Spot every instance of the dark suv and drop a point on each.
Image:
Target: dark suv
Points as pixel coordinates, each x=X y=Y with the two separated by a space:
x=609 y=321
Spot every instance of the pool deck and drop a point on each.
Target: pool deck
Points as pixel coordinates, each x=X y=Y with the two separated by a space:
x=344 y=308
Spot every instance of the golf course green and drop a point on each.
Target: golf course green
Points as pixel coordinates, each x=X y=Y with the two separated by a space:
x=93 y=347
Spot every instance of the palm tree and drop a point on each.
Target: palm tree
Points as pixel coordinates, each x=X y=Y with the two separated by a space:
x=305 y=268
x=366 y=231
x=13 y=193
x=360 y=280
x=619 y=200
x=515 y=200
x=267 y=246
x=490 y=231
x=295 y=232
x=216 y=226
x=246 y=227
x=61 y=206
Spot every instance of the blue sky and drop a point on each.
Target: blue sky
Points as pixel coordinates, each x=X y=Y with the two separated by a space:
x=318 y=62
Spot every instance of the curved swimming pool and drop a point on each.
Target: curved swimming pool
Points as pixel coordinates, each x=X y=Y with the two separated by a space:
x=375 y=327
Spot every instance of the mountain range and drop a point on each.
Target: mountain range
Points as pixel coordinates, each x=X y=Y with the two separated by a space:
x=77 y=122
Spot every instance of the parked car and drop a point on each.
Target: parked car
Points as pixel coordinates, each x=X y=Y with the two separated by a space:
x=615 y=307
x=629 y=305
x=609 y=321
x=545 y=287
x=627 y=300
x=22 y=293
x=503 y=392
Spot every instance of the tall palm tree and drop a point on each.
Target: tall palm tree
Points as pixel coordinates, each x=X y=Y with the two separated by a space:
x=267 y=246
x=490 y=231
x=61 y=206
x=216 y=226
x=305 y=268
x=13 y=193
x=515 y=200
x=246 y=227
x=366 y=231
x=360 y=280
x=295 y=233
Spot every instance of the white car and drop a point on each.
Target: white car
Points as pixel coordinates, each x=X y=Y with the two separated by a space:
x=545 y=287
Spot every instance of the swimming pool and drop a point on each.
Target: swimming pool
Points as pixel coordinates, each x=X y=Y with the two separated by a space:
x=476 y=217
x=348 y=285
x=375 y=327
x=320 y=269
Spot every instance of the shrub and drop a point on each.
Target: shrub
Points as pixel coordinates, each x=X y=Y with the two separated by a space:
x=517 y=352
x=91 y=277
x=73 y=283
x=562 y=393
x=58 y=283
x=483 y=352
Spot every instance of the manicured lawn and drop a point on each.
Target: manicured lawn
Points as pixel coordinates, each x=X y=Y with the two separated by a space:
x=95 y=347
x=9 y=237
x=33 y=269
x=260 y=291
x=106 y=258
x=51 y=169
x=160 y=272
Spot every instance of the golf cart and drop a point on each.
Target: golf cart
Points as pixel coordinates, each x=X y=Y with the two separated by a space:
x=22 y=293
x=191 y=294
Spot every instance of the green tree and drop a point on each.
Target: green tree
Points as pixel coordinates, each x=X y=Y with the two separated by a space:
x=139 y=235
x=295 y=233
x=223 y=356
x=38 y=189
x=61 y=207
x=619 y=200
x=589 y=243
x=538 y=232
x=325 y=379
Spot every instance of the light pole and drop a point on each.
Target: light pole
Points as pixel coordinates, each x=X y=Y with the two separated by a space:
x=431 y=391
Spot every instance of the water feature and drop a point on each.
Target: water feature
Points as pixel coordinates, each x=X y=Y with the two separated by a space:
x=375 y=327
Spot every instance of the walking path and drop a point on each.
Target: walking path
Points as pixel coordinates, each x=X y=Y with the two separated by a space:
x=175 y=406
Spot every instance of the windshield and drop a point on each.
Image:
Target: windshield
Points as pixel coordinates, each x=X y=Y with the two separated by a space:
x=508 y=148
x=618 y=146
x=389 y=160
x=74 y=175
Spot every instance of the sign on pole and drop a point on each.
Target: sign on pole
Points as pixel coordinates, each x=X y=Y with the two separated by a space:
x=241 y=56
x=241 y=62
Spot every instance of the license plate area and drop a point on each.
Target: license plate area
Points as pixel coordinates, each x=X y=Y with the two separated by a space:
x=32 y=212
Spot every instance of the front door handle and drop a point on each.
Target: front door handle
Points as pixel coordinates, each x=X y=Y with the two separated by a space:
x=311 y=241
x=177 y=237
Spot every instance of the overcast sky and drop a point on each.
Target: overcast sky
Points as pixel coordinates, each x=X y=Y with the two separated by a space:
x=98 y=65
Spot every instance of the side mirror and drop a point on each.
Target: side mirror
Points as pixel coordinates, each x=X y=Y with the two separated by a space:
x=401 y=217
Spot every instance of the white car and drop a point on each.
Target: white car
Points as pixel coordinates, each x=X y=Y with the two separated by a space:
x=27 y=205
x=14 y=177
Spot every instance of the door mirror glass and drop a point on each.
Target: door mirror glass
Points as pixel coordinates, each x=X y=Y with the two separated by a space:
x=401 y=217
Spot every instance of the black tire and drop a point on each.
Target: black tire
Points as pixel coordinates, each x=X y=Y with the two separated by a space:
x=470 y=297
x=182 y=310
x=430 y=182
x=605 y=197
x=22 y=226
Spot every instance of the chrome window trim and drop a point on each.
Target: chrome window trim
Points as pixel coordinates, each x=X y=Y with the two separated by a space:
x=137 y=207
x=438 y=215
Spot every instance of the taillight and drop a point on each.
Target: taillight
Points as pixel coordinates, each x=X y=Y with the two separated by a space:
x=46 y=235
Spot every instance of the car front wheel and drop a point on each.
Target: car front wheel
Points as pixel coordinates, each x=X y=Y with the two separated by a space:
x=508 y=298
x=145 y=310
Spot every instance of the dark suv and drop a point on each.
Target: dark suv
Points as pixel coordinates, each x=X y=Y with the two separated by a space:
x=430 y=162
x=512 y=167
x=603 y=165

• _WHAT TO DO_
When you reach the end of the data, write every line out again verbatim.

• _RESULT_
Spot every instance of the dark suv and drop a point on each.
Image:
Target: dark suv
Points as pixel coordinates, each x=X y=Y with the two separated by a space:
x=609 y=321
Spot every instance of the pool deck and drop a point on each.
Target: pool deck
Points as pixel coordinates, each x=X y=Y with the two separated by a space:
x=344 y=308
Spot every instance of the golf course green and drop a point on each.
Target: golf course green
Points as pixel coordinates, each x=X y=Y with the two separated by a space:
x=93 y=347
Spot every instance of the palm tree and drop a point on each.
Target: palm tree
Points as pixel coordinates, each x=X y=Y with the two separated by a space:
x=305 y=268
x=366 y=231
x=13 y=193
x=360 y=280
x=619 y=200
x=515 y=200
x=267 y=246
x=490 y=231
x=295 y=232
x=216 y=226
x=246 y=227
x=61 y=206
Spot every instance of the blue sky and drop a point on each.
Target: blue sky
Points as pixel coordinates, each x=X y=Y with the two separated by a space:
x=318 y=62
Spot every instance of the curved swimming pool and drop a point on each.
Target: curved swimming pool
Points as pixel coordinates, each x=X y=Y with the two separated by a space:
x=375 y=327
Spot every instance of the mountain range and drop a point on each.
Target: mountain range
Points as pixel coordinates, each x=X y=Y with the two separated by a space:
x=77 y=122
Spot every instance of the parked car and drop a point on each.
Target: parked car
Points as pixel coordinates, each x=X y=Y with the two separated by a space:
x=615 y=307
x=629 y=305
x=609 y=321
x=545 y=287
x=627 y=300
x=22 y=293
x=503 y=392
Spot every instance of the tall palm tree and drop a point on each.
Target: tall palm tree
Points as pixel coordinates, each x=X y=Y with the two separated by a space:
x=267 y=246
x=490 y=231
x=61 y=206
x=216 y=226
x=305 y=268
x=13 y=193
x=515 y=200
x=246 y=227
x=366 y=231
x=360 y=280
x=295 y=233
Spot every instance of the white car and drop a point on each.
Target: white car
Points as pixel coordinates, each x=X y=Y with the two separated by a space:
x=545 y=287
Spot every instance of the swimming pool and drop a point on each.
Target: swimming pool
Points as pixel coordinates, each x=X y=Y with the two separated by a space:
x=476 y=217
x=348 y=285
x=375 y=327
x=320 y=269
Spot every instance of the shrub and drop a point on each.
Target: shrub
Points as pixel coordinates, each x=X y=Y with the two separated by a space:
x=517 y=352
x=91 y=277
x=73 y=283
x=562 y=393
x=58 y=283
x=483 y=352
Spot every instance of the manicured lawn and drop a point on each.
Target: manicured lawn
Points as pixel coordinates, each x=X y=Y with the two separated by a space:
x=95 y=347
x=9 y=237
x=33 y=269
x=260 y=291
x=106 y=258
x=51 y=169
x=160 y=272
Spot every instance of the golf cart and drop a point on each.
Target: golf cart
Points as pixel coordinates, each x=X y=Y with the two separated by a space:
x=22 y=293
x=191 y=294
Spot every instance of the green tree and drop a point on each.
Target: green tree
Points as pixel coordinates, each x=X y=Y with the two separated by a space:
x=139 y=235
x=295 y=233
x=223 y=356
x=38 y=189
x=61 y=207
x=619 y=200
x=589 y=243
x=538 y=232
x=325 y=379
Spot every instance of the light pole and drop a point on each.
Target: light pole
Points as pixel coordinates, each x=X y=Y with the two separated by a space:
x=431 y=391
Spot every instance of the water feature and drop a point on each.
Target: water feature
Points as pixel coordinates, each x=X y=Y with the two separated by a space:
x=375 y=327
Spot every instance of the walking path and drop a point on each.
Target: walking path
Points as pixel coordinates, each x=X y=Y with the two separated by a space:
x=175 y=406
Spot every instance of the windshield and drop a point on each.
Image:
Target: windshield
Points as pixel coordinates, each x=X y=Y with the two separated by a space:
x=508 y=148
x=618 y=146
x=389 y=160
x=74 y=175
Spot every instance of the sign on pole and drop a point on each.
Target: sign on pole
Points as pixel coordinates, each x=X y=Y with the two separated by a space:
x=241 y=56
x=241 y=62
Spot every instance of the license plate area and drop a point on each.
Target: license plate area
Points as pixel coordinates, each x=X y=Y with the two separated by a space:
x=32 y=212
Spot every instance of the front door handle and drop a point on each.
Target: front door handle
Points as pixel coordinates, each x=X y=Y with the two separated by a space:
x=311 y=241
x=177 y=237
Spot every instance of the overcast sky and drop a point on each.
Target: overcast sky
Points as pixel coordinates, each x=X y=Y with the two separated by a space:
x=98 y=65
Spot every instance of the side mirror and drop a point on each.
Target: side mirror
Points as pixel coordinates, each x=X y=Y with the two separated by a space:
x=401 y=217
Spot every instance of the white car and drop a point on each.
Target: white car
Points as pixel coordinates, each x=X y=Y with the two separated by a space:
x=27 y=205
x=14 y=177
Spot every instance of the door mirror glass and drop a point on each.
Target: door mirror glass
Points as pixel coordinates, each x=X y=Y with the two separated by a space:
x=401 y=217
Spot every instance of the black tire and drop a point on each.
Target: black tire
Points as pixel coordinates, each x=X y=Y with the two separated by a space:
x=470 y=297
x=182 y=310
x=430 y=182
x=605 y=197
x=22 y=226
Spot every instance of the chrome window trim and drop a point on each.
Target: chrome window trim
Points as pixel coordinates, each x=X y=Y with the two separated by a space:
x=137 y=207
x=438 y=215
Spot every instance of the taillight and drop a point on each.
Target: taillight
Points as pixel coordinates, each x=X y=Y with the two separated by a space:
x=46 y=235
Spot every instance of the car front wheel and drop a point on each.
Target: car front wheel
Points as pixel coordinates, each x=X y=Y with the two separated by a space:
x=508 y=298
x=145 y=310
Spot every instance of the dark suv and drop a point on each.
Target: dark suv
Points as pixel coordinates, each x=X y=Y with the two separated by a space:
x=430 y=162
x=512 y=167
x=603 y=165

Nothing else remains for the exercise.